AIM:
Rewrite the stretch from the first of the lines below through the line containing "man's face, and", changing "service" to "tool" and leaving everything else untouched. Return only that stretch.
## Start ITEMS
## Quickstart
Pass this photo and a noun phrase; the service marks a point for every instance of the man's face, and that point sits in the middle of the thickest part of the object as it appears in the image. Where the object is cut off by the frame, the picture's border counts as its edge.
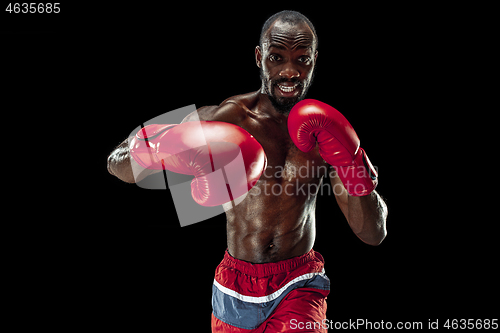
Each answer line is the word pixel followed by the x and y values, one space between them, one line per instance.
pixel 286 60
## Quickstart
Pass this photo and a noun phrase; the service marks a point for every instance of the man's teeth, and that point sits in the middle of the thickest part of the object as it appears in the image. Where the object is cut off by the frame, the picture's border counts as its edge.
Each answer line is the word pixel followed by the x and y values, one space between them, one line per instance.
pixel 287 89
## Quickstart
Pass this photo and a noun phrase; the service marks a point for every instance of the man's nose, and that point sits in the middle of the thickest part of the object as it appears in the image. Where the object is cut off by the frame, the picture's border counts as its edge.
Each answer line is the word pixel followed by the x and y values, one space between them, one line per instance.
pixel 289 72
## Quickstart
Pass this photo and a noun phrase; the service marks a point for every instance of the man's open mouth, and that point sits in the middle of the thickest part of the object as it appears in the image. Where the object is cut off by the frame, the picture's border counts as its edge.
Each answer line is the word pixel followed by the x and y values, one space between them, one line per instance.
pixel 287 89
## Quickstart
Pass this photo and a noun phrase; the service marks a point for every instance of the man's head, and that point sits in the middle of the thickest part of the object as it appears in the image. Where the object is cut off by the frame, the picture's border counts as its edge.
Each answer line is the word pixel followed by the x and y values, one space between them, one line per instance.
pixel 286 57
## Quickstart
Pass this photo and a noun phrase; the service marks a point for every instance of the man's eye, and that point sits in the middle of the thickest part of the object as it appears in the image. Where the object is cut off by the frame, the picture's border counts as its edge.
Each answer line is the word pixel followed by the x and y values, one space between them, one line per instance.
## End ITEMS
RESPONSE TO THIS TASK:
## Quickstart
Pass this photo and a noun phrase; the tool marks a point for every instance of the man's face, and that point sits in the middle of the thickest part of the object as it appears in the image. Where the object is cut off by the frame, the picture's border counts as its edge.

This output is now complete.